++++ GIVEN ENTRIES
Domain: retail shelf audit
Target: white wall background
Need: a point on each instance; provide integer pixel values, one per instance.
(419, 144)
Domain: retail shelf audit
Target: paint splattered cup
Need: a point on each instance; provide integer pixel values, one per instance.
++++++++
Copy out every item above in full, requests included, and increase each pixel coordinate in the answers by 27.

Domain: retail shelf audit
Target: white wall background
Need: a point on each instance; provide integer pixel values, one per instance.
(446, 171)
Domain: retail shelf audit
Target: paint splattered cup
Need: a point on each instance; provide integer pixel values, one per instance.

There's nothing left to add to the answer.